PASSAGE SHOWN:
________________________________________

Get to know the five new academic and instructional track faculty members who joined the Department of English this year.
Sunday, December 7, 2025

The Department of English in the College of Liberal Arts and Sciences welcomed five new faculty members. Discover their journeys and passions in these profiles. 

Zara Chowdhary joins the English Department as an Assistant Professor.

Zara Chowdhary Photo

"English at Iowa is such a perfectly interdisciplinary home for me. My colleagues are interested in cinema studies, in lost archives of Black and Brown voices, in how the body and the natural world mirror each other and how colonialism affects it all. The people I’m surrounded by are excavating and building deep and rigorous connections at the intersection of language, scientific and political evolution, and the ethics of being human. And there’s such an internationalist, global, one-world ethos to it all. I find this profoundly inspiring and nurturing.” 

Zara Chowdhary is an author and assistant professor of English. Her debut book The Lucky Ones (Crown/Penguin Random House, 2024), won the 2025 Shakti Bhatt Award for debut memoir and the 2025 best first nonfiction book prize at the Mumbai LitFest. It was also a PEN America finalist, listed on TIME Magazine's top ten nonfiction books of the year, and recognized in lists by Electric Literature, NPR, Esquire, People magazine, and the Atlantic amongst others.

Chowdhary is a multilingual writer of fiction and nonfiction, and translates works in Hindi and Urdu. She has previously taught Hindi and South Asian culture at the University of Wisconsin-Madison, the Tin House Summer Workshop, and written for literary magazines including Wasafiri, Acacia and Flyway, amongst others. Her current research interests include environmental science fiction and speculative literature from the subcontinent. She has an MA in Writing for Performance from the University of Leeds and an MFA in Creative Writing and Environment from Iowa State University.

Cherrie Kwok joins the English Department as an assistant professor.

Cherrie Kwok

"I am most excited about learning from, and interacting with, my colleagues and their work in the Department of English. There is such an impressive mix of scholarly and creative talent here and I am overjoyed to be part of such an intellectually rich and globally recognized community." 

Cherrie Kwok is an assistant professor of 19th and 20th Century Anglophone literature. Her work places British Romantic and Victorian literature in conversation with literatures from the Global South, especially the Caribbean, South Asia, and East Asia.

Her first book project examines decadence as both a literary theme and political concept in the Anglophone and multilingual literatures of the nineteenth and twentieth centuries. Her work has appeared or is forthcoming in Volupté: An Interdisciplinary Journal of Decadence Studies, Victorian Studies, Victorian Poetry, Humanities, and the German-based Zeitschrift für Anglistik und Amerikanistik (Journal for English and American Studies). Her scholarship has received awards and honors from the British Association for Decadence Studies and the Northeast Victorian Studies Association. She earned a PhD in English from the University of Virginia, where she was a Fellow at the Jefferson Scholars Foundation from 2020-2025.
 

Justin Cosner joins the English Department as an associate professor of instruction.

________________________________________

AIM 1: Extract every line of the entries below that contains the string "ceiling".

________________________________________

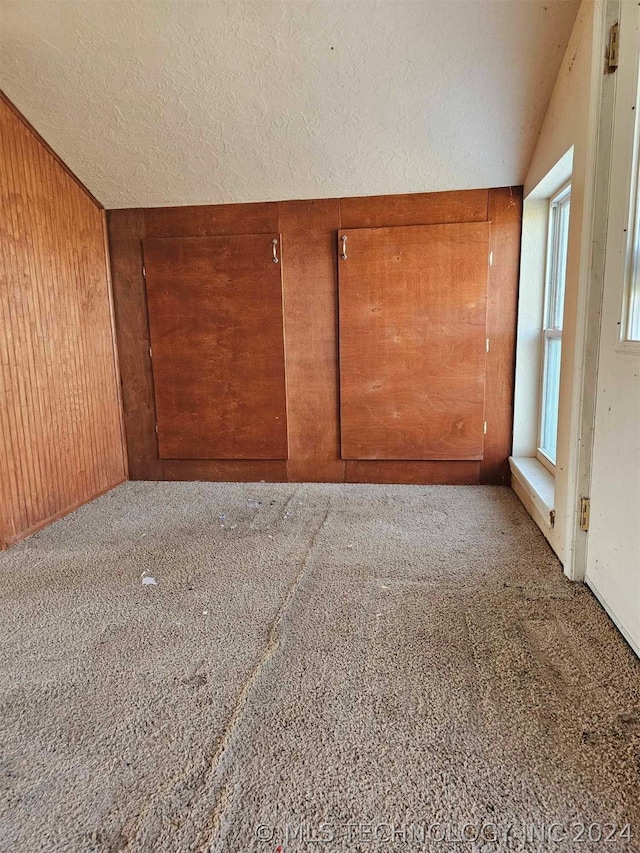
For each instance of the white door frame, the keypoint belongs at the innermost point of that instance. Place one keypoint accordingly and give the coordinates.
(590, 288)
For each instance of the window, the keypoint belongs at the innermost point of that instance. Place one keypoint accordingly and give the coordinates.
(631, 319)
(559, 206)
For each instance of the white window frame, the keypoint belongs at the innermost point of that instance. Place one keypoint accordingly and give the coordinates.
(630, 307)
(550, 329)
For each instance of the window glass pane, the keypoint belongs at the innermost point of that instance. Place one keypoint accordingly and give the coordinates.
(550, 397)
(562, 210)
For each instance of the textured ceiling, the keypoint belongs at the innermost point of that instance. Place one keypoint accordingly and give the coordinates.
(167, 103)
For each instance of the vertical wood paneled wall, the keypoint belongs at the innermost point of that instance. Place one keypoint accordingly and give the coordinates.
(61, 435)
(308, 232)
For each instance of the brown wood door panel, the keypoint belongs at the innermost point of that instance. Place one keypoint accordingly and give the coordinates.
(216, 324)
(412, 311)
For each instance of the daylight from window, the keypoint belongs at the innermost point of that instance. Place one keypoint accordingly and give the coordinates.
(552, 330)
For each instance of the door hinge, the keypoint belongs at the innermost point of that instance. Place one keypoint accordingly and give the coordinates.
(585, 511)
(614, 48)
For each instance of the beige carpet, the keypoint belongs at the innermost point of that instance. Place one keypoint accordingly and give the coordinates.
(320, 667)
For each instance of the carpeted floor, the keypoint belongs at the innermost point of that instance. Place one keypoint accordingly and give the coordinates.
(317, 667)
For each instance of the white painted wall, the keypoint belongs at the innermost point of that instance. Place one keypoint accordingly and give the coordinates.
(570, 123)
(613, 548)
(169, 103)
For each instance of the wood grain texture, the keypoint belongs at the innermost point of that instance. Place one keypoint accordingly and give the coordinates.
(211, 220)
(227, 470)
(505, 213)
(60, 422)
(310, 302)
(126, 232)
(47, 148)
(416, 473)
(414, 209)
(215, 316)
(309, 262)
(412, 341)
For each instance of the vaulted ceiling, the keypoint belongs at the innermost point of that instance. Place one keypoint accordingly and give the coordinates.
(167, 103)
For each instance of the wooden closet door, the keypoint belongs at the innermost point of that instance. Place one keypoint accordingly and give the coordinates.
(413, 303)
(215, 317)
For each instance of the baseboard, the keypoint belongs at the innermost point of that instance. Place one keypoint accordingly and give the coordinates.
(24, 534)
(534, 485)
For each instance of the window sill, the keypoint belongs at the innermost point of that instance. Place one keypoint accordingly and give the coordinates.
(535, 486)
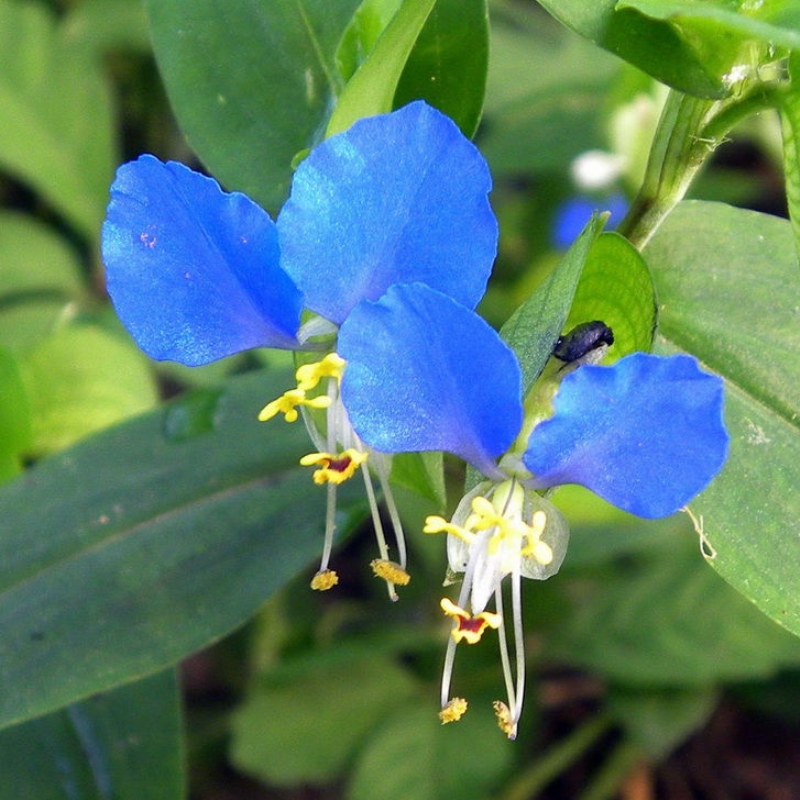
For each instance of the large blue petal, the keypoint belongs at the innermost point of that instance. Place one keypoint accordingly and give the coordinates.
(194, 272)
(425, 373)
(646, 434)
(398, 198)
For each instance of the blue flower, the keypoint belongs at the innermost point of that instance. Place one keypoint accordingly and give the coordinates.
(426, 373)
(197, 274)
(573, 214)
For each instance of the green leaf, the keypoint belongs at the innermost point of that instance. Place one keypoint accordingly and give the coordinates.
(125, 744)
(616, 287)
(331, 709)
(546, 95)
(718, 22)
(651, 45)
(15, 417)
(56, 133)
(125, 553)
(371, 90)
(658, 720)
(82, 379)
(661, 616)
(414, 757)
(534, 327)
(251, 82)
(449, 63)
(727, 283)
(790, 127)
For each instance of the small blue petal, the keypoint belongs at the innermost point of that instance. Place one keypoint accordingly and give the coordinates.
(398, 198)
(194, 272)
(425, 373)
(646, 434)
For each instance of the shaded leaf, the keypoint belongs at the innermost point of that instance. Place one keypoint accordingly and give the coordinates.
(125, 553)
(125, 744)
(727, 282)
(251, 82)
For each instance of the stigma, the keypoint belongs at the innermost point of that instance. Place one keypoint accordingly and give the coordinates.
(496, 533)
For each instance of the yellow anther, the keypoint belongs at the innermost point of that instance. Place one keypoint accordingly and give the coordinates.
(325, 579)
(334, 467)
(436, 524)
(469, 628)
(309, 375)
(504, 719)
(390, 571)
(453, 711)
(288, 402)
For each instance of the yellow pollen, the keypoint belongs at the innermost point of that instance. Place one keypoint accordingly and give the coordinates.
(325, 579)
(453, 711)
(504, 720)
(309, 375)
(436, 524)
(390, 571)
(469, 628)
(288, 402)
(334, 468)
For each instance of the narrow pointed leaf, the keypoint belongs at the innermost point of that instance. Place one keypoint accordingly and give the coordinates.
(122, 555)
(728, 284)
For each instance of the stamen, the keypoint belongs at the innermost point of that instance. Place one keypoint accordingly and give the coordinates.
(324, 579)
(469, 628)
(309, 375)
(504, 720)
(390, 571)
(334, 468)
(288, 402)
(454, 710)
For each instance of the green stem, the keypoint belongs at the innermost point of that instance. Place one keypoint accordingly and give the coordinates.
(689, 131)
(556, 760)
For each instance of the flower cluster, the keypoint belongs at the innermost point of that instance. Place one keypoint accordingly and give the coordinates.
(387, 242)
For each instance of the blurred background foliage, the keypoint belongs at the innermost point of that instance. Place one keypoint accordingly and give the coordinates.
(634, 648)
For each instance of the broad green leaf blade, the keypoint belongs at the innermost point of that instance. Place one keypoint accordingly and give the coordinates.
(125, 744)
(251, 82)
(56, 131)
(450, 61)
(82, 379)
(122, 555)
(616, 288)
(658, 615)
(534, 327)
(728, 287)
(651, 45)
(371, 90)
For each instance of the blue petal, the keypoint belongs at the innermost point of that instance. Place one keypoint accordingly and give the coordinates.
(646, 434)
(398, 198)
(425, 373)
(194, 272)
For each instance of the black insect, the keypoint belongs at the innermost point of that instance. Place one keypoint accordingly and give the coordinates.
(582, 340)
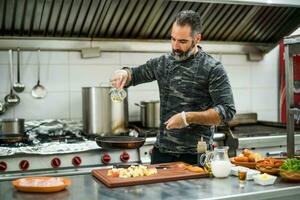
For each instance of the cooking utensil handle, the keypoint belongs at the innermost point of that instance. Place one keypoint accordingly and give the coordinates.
(18, 64)
(39, 63)
(11, 68)
(142, 106)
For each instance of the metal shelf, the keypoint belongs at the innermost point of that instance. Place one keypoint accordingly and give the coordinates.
(292, 47)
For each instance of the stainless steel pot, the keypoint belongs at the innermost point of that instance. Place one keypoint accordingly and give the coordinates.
(10, 127)
(101, 115)
(150, 113)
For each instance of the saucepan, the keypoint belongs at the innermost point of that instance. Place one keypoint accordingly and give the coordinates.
(12, 130)
(120, 142)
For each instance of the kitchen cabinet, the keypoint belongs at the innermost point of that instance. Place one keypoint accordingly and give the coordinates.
(292, 48)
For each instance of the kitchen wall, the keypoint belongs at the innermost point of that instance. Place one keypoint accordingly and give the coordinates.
(255, 84)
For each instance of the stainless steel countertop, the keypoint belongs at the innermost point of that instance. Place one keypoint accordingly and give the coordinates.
(87, 187)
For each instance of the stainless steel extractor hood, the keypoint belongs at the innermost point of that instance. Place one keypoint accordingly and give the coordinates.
(266, 21)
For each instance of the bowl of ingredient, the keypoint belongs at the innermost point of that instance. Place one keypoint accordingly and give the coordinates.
(269, 165)
(290, 170)
(264, 179)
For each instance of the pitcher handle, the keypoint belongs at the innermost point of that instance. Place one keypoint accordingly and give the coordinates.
(202, 159)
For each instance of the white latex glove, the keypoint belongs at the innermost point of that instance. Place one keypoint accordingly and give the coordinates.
(176, 121)
(119, 78)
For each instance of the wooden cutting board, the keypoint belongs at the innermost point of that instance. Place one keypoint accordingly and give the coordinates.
(171, 173)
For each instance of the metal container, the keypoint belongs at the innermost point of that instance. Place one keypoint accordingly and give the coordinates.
(150, 113)
(10, 127)
(101, 115)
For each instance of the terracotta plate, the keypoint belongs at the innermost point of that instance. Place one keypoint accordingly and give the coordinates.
(250, 165)
(41, 184)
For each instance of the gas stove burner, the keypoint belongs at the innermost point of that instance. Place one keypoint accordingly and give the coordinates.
(66, 137)
(14, 141)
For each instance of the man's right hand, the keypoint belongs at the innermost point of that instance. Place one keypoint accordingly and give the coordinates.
(119, 78)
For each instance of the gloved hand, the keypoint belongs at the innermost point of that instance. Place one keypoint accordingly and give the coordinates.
(177, 121)
(119, 78)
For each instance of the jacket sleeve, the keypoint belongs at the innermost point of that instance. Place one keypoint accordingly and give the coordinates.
(221, 93)
(144, 73)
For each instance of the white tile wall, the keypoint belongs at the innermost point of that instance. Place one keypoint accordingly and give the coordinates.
(64, 73)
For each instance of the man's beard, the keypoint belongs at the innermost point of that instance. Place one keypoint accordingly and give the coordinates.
(180, 55)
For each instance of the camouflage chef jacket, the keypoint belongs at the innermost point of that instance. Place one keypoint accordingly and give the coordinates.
(195, 84)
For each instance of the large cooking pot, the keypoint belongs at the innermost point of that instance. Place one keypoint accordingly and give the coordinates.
(12, 126)
(101, 115)
(150, 113)
(120, 142)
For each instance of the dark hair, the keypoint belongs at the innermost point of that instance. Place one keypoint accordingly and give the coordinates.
(191, 18)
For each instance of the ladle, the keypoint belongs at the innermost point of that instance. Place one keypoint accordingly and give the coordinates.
(11, 99)
(18, 87)
(3, 108)
(38, 91)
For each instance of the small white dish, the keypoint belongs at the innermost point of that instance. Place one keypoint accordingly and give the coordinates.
(250, 172)
(264, 179)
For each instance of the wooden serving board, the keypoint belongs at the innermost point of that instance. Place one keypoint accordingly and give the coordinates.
(172, 173)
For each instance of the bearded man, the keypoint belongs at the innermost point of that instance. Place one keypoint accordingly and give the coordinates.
(195, 93)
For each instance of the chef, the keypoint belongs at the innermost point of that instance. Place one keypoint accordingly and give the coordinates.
(195, 93)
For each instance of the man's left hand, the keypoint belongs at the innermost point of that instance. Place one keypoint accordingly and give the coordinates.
(175, 122)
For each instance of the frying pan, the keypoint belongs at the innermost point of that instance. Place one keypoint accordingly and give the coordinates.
(120, 142)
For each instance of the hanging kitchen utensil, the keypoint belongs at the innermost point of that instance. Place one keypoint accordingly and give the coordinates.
(11, 99)
(3, 108)
(39, 91)
(18, 87)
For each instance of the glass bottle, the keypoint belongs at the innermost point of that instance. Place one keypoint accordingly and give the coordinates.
(220, 164)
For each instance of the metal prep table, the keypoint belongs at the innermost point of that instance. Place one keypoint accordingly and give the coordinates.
(87, 187)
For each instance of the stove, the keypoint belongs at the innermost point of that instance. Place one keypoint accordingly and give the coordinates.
(58, 147)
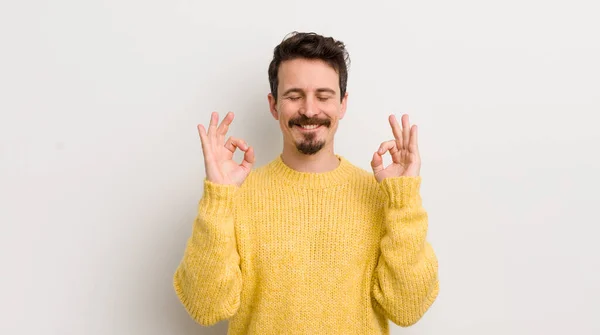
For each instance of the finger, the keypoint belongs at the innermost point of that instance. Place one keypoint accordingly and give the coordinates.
(405, 131)
(224, 127)
(377, 162)
(388, 145)
(234, 142)
(413, 145)
(248, 159)
(204, 141)
(212, 127)
(396, 129)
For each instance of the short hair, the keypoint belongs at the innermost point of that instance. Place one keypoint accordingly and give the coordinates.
(310, 46)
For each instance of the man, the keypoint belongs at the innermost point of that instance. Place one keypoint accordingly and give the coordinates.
(309, 243)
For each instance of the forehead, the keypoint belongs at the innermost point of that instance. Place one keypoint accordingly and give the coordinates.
(307, 74)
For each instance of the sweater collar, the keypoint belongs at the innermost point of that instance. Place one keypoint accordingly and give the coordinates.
(313, 180)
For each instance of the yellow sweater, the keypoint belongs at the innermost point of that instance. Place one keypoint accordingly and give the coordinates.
(291, 252)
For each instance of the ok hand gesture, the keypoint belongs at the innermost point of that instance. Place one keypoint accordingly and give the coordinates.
(218, 154)
(404, 150)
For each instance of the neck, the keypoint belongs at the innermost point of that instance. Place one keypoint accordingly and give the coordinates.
(323, 161)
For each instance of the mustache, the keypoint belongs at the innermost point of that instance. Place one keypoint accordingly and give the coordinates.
(305, 121)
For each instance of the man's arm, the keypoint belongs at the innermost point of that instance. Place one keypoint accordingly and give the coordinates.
(405, 282)
(208, 279)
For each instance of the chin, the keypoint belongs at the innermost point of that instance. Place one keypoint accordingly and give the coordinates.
(310, 148)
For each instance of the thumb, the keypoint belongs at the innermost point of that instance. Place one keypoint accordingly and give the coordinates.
(377, 163)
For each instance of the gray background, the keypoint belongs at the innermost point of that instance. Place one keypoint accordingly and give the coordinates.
(101, 166)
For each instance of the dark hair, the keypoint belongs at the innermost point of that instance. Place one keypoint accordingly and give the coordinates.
(310, 46)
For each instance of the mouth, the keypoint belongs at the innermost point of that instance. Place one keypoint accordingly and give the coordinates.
(308, 127)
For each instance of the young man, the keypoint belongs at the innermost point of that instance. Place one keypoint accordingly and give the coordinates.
(309, 243)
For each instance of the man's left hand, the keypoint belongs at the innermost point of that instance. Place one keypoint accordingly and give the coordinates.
(404, 150)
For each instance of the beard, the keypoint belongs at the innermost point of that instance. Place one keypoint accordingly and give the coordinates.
(309, 145)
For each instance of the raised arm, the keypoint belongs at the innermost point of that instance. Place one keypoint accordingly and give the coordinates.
(208, 279)
(405, 282)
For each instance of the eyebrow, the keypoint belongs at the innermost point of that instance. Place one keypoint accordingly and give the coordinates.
(299, 90)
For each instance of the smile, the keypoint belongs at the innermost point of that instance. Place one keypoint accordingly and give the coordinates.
(309, 127)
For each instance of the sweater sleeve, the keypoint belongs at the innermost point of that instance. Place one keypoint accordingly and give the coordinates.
(405, 282)
(208, 279)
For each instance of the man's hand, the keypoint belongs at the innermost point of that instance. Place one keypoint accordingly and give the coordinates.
(218, 154)
(404, 150)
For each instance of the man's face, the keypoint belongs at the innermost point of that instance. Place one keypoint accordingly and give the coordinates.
(308, 106)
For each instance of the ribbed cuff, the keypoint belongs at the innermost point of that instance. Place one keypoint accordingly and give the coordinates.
(402, 191)
(217, 199)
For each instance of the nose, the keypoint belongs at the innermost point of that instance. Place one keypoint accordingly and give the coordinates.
(309, 107)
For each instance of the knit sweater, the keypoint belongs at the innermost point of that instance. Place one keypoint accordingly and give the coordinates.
(292, 252)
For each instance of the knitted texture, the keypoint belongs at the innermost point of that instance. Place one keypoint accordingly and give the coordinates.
(293, 252)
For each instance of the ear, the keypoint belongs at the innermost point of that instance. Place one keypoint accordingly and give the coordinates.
(273, 106)
(344, 104)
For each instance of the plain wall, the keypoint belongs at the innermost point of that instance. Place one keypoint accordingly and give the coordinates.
(101, 166)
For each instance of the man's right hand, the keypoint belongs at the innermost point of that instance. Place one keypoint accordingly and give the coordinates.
(218, 153)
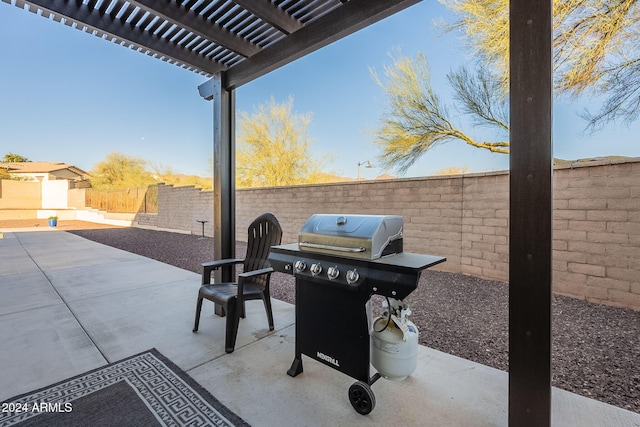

________________________________________

AIM 2: Resume the profiles of the English department's new faculty members shown above, continuing from their last sentence.

EXPECTED OUTPUT 1:
For each instance of the textured ceiling, the keypoint belongs at the innermost point of that instance. Place one keypoint accordingly and give the coordinates.
For each instance of the vaulted ceiling, the keypoint belongs at the innermost point of that instance. Place one keypoint accordingly and give the coordinates.

EXPECTED OUTPUT 2:
Photo of Justin Cosner

“I am especially excited to teach English in a time mixed with excitement and uncertainty. I believe literature not only steadies us in the face of crisis, clarifying the enduring and shared features of humanity, it also reminds us of our obligations to constantly seek a better world.”

Justin Cosner is an associate professor of instruction specializing in short stories and general education. He taught rhetoric and journalism at the University of Iowa prior to joining the English Department. He has published in Teaching American Literature as well as with Bloomsbury, Routledge, Integratio and other presses. 

Cosner's primary research and teaching interests are 19th and 20th century literature and video games, science fiction, religion and secularity, media theory, and political theory. His ongoing projects include a chapter on masculinity and modern literary studies and a monograph on teaching in a politically polarized era. He earned a PhD in english literature from the University of Iowa.

Julia Conrad joins the English Department as an assistant professor of instruction.

Julia Conrad Photo

“The book I’m working on explores how community is crucial for great art, and the community here is just unparalleled. My students’ passion has honestly surpassed my expectations, and my colleagues are simultaneously so generous while also making stunning work, that I feel constantly lucky to teach and write alongside them all.”

Julia Conrad is an assistant professor of instruction on the publishing track. She is a writer and Italian translator. Her work has been published in The Massachusetts Review, The Offing, Revista Nexos, Asymptote, and the anthology Choice Words: Writers on Abortion (Haymarket Books 2020). Her first book, a hidden history of women in classical music, is forthcoming from Scribner Books.

Conrad brings her professional experience to the department’s growing publishing track. She has worked at a range of presses and agencies, including Wesleyan University Press, New York Review Books, Archipelago Books, and Sarah Lazin Books, where she was a nonfiction literary agent. Most recently, she was an in-house translator for Italy's largest trade publisher, Mondadori Libri, and Agenzia Elastica, a leading Italian speaking and literary agency. She earned MFAs in Nonfiction and Literary Translation from University of Iowa, and is the recipient of Vermont Studio Center, Kimmel Harding Nelson, and Fulbright fellowships.

PJ Zaborowski joins the English Department as an assistant professor of instruction.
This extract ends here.